## Polecenie 1
Zwróć każdy wiersz rekordów, w którym występuje słowo „area”.
===== Tekst źródłowy =====
Agnieszka Kołakowska: Nicea - nadal bez zmian

Niezrównoważony Francuz wjeżdża ciężarówką w tłum. Tratuje wszystkich na swojej drodze, krzycząc „Allahu Akhbar”. W sumie giną 84 osoby. Według unijnych decydentów ten zamach nie ma nic wspólnego z islamem


Niezrównoważony Francuz wjeżdża ciężarówką w tłum. Tratuje wszystkich na swojej drodze, krzycząc „Allahu Akhbar”. W sumie giną 84 osoby. Według unijnych decydentów ten zamach nie ma nic wspólnego z islamem

Nicea, 14 lipca. Narodowe święto Francji. Promenada nad morzem. Wszędzie świętujący ludzie – kobiety, dzieci, gęsty tłum. W ten tłum wjeżdża ciężarówka. Prowadzi ją, według wszelkich oficjalnych informacji, niezrównoważony Francuz. Fakt, że jest on z Tunezji i posiada tunezyjski paszport, a we Francji tylko prawo pobytu – to nieistotne, to przypadek. Nieistotne jest też, że jest on muzułmaninem. To nie ma nic wspólnego z niczym. A zwłaszcza z islamem.

Niezrównoważony Francuz wjeżdża ciężarówką w tłum. Ludzie z krzykiem się rozbiegają. Kierowca tratuje wszystkich na swojej drodze, skręca, zygzakuje, stara się trafić w kogo się da. Za ciężarówką biegną policjanci, ale nie strzelają. W pewnym momencie ktoś zdesperowany z tłumu wskakuje do ciężarówki i stara się kierowcę zatrzymać. Ale nawet wtedy, według świadków naocznych, policjanci nie strzelają. Czekają aż niezrównoważony Francuz sięgnie po broń. Dopiero widząc ten ruch strzelają do niego. Tylko że w tym momencie mamy już 84 osoby zabite i setki rannych.
===== Dane do ćwiczenia =====
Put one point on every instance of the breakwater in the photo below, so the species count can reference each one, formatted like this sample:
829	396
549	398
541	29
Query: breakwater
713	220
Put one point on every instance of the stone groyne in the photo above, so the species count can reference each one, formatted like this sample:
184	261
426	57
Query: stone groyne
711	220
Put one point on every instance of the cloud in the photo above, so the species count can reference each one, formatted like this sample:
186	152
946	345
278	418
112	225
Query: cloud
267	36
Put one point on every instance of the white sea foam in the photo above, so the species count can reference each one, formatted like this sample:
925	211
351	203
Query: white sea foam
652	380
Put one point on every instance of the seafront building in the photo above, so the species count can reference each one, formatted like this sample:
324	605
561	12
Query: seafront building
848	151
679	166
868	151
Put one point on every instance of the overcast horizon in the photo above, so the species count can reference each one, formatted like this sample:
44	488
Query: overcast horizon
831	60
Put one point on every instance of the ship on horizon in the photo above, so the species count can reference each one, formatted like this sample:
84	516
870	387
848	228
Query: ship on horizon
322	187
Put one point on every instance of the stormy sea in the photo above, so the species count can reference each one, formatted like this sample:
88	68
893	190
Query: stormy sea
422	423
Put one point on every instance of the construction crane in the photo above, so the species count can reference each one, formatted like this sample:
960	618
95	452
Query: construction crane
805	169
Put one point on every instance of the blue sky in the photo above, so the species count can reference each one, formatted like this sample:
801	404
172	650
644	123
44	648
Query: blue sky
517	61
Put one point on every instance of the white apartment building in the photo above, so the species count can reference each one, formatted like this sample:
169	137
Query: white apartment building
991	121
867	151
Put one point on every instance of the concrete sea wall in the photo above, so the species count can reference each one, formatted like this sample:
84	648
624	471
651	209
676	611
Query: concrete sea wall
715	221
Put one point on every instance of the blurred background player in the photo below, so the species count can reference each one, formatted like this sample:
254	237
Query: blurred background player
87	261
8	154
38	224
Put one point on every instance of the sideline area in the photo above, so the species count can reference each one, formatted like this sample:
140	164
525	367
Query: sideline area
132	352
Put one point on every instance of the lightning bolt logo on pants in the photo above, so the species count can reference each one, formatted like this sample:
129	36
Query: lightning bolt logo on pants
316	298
=====
## Polecenie 2
Przełóż na język angielski zdanie z tekstu o zamachu w Nicei: „Za ciężarówką biegną policjanci, ale nie strzelają.”

## Rozwiązanie 1
Put one point on every instance of the sideline area in the photo above, so the species count can reference each one, formatted like this sample:
Query: sideline area

## Rozwiązanie 2
Police officers run after the truck, but they do not shoot.